Copy out each of the items below word for word, keeping every line unchanged.

--- THE RECORDS ---

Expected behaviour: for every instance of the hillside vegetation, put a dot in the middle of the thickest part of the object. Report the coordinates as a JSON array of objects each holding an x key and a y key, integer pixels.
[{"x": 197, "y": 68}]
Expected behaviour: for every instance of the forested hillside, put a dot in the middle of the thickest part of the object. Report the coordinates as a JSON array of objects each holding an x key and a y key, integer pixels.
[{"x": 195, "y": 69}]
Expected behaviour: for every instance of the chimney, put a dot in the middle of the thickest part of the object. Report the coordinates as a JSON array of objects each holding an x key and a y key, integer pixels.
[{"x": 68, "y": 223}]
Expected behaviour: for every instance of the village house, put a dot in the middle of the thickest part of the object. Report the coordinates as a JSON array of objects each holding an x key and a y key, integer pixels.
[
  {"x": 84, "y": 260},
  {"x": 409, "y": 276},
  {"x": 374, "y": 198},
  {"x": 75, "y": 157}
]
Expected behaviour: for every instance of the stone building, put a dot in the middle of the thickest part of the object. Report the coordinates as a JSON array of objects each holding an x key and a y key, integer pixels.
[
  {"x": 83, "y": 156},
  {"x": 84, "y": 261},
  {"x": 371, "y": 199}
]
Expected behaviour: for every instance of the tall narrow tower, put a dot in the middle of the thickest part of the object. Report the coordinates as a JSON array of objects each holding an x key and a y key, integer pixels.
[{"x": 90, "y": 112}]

---

- RIGHT ANSWER
Expected behaviour: for every instance of the hillside vegetation, put a dot in the middle of the thickest part of the object. Report the coordinates as a JSON array of objects each holding an x key and a y key, integer pixels.
[{"x": 197, "y": 68}]
Expected behaviour: for every instance of the forested hillside, put a dot in the middle of the thickest part of the object. Report the coordinates as a JSON array of objects each holding an x key and a y key, integer pixels.
[{"x": 195, "y": 69}]
Expected behaviour: for every instance of the chimney, put a dot in the middle of the thickest part of the object. Report the coordinates as a JSON array of objects each holding an x key and a y key, integer pixels.
[{"x": 68, "y": 223}]
Expected behaviour: for every instance of the village house, put a dot in the middle of the thickest part of the object. Report the coordinates as a JSON array of objects each holding an x key and a y key, integer pixels.
[
  {"x": 84, "y": 260},
  {"x": 409, "y": 276},
  {"x": 374, "y": 198},
  {"x": 75, "y": 157}
]
Expected behaviour: for every instance of the stone building, put a dot in the middle of the thickest part of the object. Report the coordinates as a JSON array of objects each holding an x key and a y key, integer pixels.
[
  {"x": 83, "y": 156},
  {"x": 84, "y": 261},
  {"x": 371, "y": 199}
]
Expected behaviour: for every instance of the tall narrow tower, put a dot in the middle of the thickest part of the object. Report the coordinates as a JSON array of objects each holding an x key and a y key, integer pixels.
[{"x": 90, "y": 112}]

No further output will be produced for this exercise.